#### 本文抜粋:
2007 新春講演会
みんなで聴こう!
「人は誰でも主役になれる」
〜徳島県上勝町・(株)いろどりの“人を生かす組織づくり”〜

 2007新春講演会にさきがけて、 9月に徳島で行なわれた中小企業家同友会全国協議会・第34回青年経営者全国交流会での見学分科会、 上勝町と(株)いろどりの様子――“葉っぱ”を上勝ブランドまでに押し上げた、 いろどりの事業について――をご紹介します! (この記事は、 岩手同友会のご協力を得て作成しました。)

■山あいのまちに笑顔が咲いた

 徳島県上勝町は総人口2086人。 高齢者は983人と町の人口の約47%。 平地は少なく山林に囲まれた傾斜地が町の大半を占め、 耕地はほとんどありません。

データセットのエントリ
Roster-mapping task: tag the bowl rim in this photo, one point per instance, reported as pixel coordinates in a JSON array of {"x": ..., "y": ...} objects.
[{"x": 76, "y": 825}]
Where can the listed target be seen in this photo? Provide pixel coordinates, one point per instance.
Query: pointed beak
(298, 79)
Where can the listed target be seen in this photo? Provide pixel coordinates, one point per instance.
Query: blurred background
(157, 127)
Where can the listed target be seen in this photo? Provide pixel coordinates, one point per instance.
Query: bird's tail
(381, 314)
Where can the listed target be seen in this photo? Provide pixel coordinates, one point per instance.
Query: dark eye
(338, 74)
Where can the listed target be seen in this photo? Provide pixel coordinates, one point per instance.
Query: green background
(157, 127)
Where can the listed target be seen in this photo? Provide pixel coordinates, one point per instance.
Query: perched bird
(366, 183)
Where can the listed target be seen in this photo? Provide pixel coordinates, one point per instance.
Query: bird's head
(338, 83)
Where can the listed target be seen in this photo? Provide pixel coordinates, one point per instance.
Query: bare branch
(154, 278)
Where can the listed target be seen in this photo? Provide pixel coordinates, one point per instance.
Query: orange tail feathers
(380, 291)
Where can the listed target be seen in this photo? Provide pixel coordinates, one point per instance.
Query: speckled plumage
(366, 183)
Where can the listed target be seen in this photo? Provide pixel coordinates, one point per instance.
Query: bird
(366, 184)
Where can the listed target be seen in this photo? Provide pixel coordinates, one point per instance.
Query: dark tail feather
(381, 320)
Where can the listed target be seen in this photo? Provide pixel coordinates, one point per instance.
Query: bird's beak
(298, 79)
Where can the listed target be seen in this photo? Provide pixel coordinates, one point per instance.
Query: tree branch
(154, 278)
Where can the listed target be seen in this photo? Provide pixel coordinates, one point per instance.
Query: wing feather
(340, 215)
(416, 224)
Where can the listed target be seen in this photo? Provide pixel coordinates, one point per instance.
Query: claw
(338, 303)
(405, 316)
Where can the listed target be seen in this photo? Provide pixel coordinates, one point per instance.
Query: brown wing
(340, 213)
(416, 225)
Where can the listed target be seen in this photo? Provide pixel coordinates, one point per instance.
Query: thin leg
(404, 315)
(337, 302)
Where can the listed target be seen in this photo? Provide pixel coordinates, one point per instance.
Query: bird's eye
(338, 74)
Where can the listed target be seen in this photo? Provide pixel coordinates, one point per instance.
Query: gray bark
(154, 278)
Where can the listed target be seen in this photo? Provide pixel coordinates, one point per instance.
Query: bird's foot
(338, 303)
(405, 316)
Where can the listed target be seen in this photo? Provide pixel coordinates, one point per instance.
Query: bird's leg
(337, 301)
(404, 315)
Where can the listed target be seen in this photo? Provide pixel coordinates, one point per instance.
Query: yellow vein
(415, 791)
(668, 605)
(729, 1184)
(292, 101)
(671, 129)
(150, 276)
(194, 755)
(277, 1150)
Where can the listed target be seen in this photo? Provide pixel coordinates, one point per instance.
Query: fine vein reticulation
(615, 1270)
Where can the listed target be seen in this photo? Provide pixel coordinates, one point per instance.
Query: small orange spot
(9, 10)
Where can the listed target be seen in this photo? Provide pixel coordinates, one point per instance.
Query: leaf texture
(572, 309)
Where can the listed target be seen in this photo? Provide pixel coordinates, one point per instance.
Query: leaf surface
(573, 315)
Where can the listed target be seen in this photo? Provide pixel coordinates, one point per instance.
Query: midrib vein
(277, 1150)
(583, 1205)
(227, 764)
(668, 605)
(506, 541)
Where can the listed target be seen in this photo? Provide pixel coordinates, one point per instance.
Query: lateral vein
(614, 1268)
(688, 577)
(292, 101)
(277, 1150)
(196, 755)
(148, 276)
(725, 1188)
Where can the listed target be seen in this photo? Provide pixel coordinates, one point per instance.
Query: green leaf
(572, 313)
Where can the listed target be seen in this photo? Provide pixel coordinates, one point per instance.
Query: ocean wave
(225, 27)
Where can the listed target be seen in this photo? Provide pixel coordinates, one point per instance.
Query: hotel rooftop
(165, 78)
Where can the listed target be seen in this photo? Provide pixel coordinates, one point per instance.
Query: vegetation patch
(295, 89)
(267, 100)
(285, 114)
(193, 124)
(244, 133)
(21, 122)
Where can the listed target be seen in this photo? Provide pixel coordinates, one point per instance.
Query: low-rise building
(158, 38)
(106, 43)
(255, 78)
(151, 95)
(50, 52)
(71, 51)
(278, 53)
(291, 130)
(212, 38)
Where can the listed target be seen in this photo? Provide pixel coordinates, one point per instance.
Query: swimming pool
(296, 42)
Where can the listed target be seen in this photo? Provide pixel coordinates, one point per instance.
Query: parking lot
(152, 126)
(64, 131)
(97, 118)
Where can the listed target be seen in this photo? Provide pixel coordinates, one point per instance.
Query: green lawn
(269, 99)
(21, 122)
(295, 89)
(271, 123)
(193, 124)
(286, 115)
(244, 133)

#### 課題の内容:
上にある本文抜粋の内容を2文で要約してください。

#### 完成した課題:
2007新春講演会「人は誰でも主役になれる」に先がけて、9月に徳島で行われた第34回青年経営者全国交流会の見学分科会で訪れた上勝町と(株)いろどりの様子を紹介する記事で、“葉っぱ”を上勝ブランドまでに押し上げたいろどりの事業を取り上げています。上勝町は総人口2086人のうち高齢者が983人と約47%を占め、平地が少なく山林に囲まれた傾斜地が町の大半で、耕地はほとんどありません。